PROBLEM TO SOLVE
Retype each entry below precisely as it reads.

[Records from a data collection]
□ □ □ □ □ □ □
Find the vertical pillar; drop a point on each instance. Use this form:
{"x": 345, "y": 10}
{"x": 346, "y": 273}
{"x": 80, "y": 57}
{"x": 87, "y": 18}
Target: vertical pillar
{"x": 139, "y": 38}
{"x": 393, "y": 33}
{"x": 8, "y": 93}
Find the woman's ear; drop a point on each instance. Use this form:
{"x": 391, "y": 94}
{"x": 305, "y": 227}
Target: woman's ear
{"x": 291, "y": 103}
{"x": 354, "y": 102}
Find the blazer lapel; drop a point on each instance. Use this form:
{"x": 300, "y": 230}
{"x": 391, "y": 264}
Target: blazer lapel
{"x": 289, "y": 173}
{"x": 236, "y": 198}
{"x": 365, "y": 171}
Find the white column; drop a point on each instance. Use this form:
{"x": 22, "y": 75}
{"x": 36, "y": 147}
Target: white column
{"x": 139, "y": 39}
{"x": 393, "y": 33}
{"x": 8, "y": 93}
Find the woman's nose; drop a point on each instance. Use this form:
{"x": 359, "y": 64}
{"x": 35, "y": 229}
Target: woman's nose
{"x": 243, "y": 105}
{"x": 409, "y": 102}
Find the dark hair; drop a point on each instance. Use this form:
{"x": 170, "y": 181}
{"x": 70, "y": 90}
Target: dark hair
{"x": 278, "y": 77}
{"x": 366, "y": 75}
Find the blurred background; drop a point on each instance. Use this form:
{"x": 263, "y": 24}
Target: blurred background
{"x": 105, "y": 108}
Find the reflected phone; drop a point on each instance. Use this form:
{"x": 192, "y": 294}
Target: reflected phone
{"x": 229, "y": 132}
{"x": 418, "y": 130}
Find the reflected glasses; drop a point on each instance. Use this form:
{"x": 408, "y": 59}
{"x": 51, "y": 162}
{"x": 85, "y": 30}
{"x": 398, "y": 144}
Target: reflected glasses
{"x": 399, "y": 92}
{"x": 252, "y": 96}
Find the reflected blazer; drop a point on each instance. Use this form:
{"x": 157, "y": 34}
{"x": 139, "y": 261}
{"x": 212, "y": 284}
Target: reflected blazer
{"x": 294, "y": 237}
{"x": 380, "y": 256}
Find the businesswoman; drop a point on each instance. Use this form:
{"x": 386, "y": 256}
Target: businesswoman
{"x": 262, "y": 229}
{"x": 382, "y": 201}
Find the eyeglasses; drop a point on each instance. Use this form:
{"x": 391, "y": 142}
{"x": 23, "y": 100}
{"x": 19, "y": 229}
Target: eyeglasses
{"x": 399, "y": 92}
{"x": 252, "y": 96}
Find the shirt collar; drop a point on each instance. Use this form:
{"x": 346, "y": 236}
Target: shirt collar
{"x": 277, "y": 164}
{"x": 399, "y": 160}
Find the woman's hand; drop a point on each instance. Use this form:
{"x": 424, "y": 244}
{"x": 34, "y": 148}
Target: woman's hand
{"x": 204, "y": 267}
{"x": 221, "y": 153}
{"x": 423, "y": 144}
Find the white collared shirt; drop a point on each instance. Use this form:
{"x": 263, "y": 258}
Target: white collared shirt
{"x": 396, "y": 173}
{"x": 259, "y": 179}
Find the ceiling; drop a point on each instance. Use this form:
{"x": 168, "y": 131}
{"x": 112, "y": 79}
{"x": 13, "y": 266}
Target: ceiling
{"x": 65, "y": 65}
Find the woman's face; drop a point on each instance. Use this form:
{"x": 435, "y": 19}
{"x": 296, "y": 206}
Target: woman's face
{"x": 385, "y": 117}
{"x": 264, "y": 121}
□ □ □ □ □ □ □
EXERCISE SOLUTION
Find the vertical pillar; drop a point on each instance. Use this form:
{"x": 345, "y": 10}
{"x": 346, "y": 273}
{"x": 80, "y": 57}
{"x": 87, "y": 18}
Target: vertical pillar
{"x": 139, "y": 38}
{"x": 393, "y": 33}
{"x": 8, "y": 93}
Find the woman's ear; drop a point on each instance. Use this form:
{"x": 391, "y": 94}
{"x": 305, "y": 227}
Target: woman's ear
{"x": 291, "y": 103}
{"x": 354, "y": 102}
Find the blazer lapel; drop a point on each instance. Use this form:
{"x": 300, "y": 230}
{"x": 391, "y": 264}
Target: blazer lapel
{"x": 289, "y": 173}
{"x": 236, "y": 198}
{"x": 365, "y": 171}
Find the white column; drop a point on each instance. Use this form:
{"x": 22, "y": 75}
{"x": 36, "y": 147}
Target: white column
{"x": 139, "y": 39}
{"x": 393, "y": 33}
{"x": 8, "y": 93}
Find the woman's nose; drop a point on each instance. Use this form:
{"x": 359, "y": 64}
{"x": 35, "y": 229}
Target: woman's nose
{"x": 243, "y": 105}
{"x": 409, "y": 102}
Find the dark hair; drop a point on each instance. Use this form:
{"x": 170, "y": 181}
{"x": 70, "y": 90}
Target: dark hair
{"x": 278, "y": 77}
{"x": 366, "y": 75}
Find the blurred background; drop a point on each instance. Use this form:
{"x": 263, "y": 24}
Target: blurred background
{"x": 105, "y": 108}
Find the reflected phone; drop a point on each instance. Use this form:
{"x": 192, "y": 294}
Target: reflected phone
{"x": 229, "y": 132}
{"x": 418, "y": 130}
Find the reflected glasses; drop a point on each instance. Use this form:
{"x": 408, "y": 59}
{"x": 51, "y": 162}
{"x": 85, "y": 30}
{"x": 398, "y": 144}
Target: reflected glasses
{"x": 399, "y": 92}
{"x": 252, "y": 96}
Find the reflected blazer; drop a point on each instance. Use this form:
{"x": 157, "y": 34}
{"x": 139, "y": 261}
{"x": 212, "y": 284}
Target: reflected blazer
{"x": 294, "y": 237}
{"x": 380, "y": 256}
Find the businesswoman; drop a point on each instance. Use this form:
{"x": 386, "y": 256}
Target: businesswoman
{"x": 262, "y": 229}
{"x": 382, "y": 201}
Find the eyeglasses; drop a point on each instance. Use this form:
{"x": 391, "y": 142}
{"x": 23, "y": 100}
{"x": 19, "y": 229}
Target: eyeglasses
{"x": 399, "y": 92}
{"x": 252, "y": 96}
Find the shirt collar; drop a point on each instance. Use this form:
{"x": 346, "y": 236}
Target: shirt collar
{"x": 277, "y": 164}
{"x": 399, "y": 160}
Find the woman's hand; drop a point on each instance. Use this form:
{"x": 424, "y": 244}
{"x": 34, "y": 148}
Target: woman's hand
{"x": 204, "y": 267}
{"x": 221, "y": 153}
{"x": 423, "y": 144}
Find the white collared shirt; drop a point on each instance. Use this form:
{"x": 263, "y": 258}
Target: white collared shirt
{"x": 396, "y": 173}
{"x": 259, "y": 179}
Find the ceiling; drop a point on each instance. Use this form:
{"x": 168, "y": 131}
{"x": 112, "y": 79}
{"x": 13, "y": 266}
Target: ceiling
{"x": 65, "y": 65}
Find the woman's face; drop a point on each instance. Use this form:
{"x": 435, "y": 19}
{"x": 296, "y": 206}
Target: woman's face
{"x": 385, "y": 117}
{"x": 264, "y": 121}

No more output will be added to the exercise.